When the records are reproduced, each one must match exactly, and no picture may be kept.

** Opening Entries provided block **

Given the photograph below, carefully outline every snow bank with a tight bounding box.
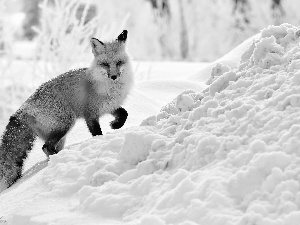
[189,33,261,82]
[2,23,300,225]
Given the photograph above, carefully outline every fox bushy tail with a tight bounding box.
[0,114,36,189]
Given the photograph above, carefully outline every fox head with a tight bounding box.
[90,30,131,81]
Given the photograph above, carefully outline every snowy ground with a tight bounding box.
[2,23,300,225]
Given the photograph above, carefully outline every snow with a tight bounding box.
[188,33,261,82]
[2,23,300,225]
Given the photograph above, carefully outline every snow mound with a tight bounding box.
[189,33,261,82]
[125,79,207,126]
[2,23,300,225]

** Closing Entries provided block **

> **Response below**
Given the photograph below, carefully outline every snow bank with a tight bounding box.
[189,33,261,82]
[2,23,300,225]
Given the photograph above, carefully outline every fox bushy tail with a tight bounding box.
[0,114,36,189]
Given the photograph above, carefully outline every fox head with a tight bounding box.
[90,30,131,81]
Given the photograph above, carefully outline every snowy ground with a tight bounding box.
[2,23,300,225]
Given the photograph above, carefully outline every snow with a tight bounding box.
[188,33,261,82]
[2,23,300,225]
Given the photograph above, carefully outline every snow mound with a tight bounding box.
[189,33,261,82]
[125,79,207,126]
[2,23,300,225]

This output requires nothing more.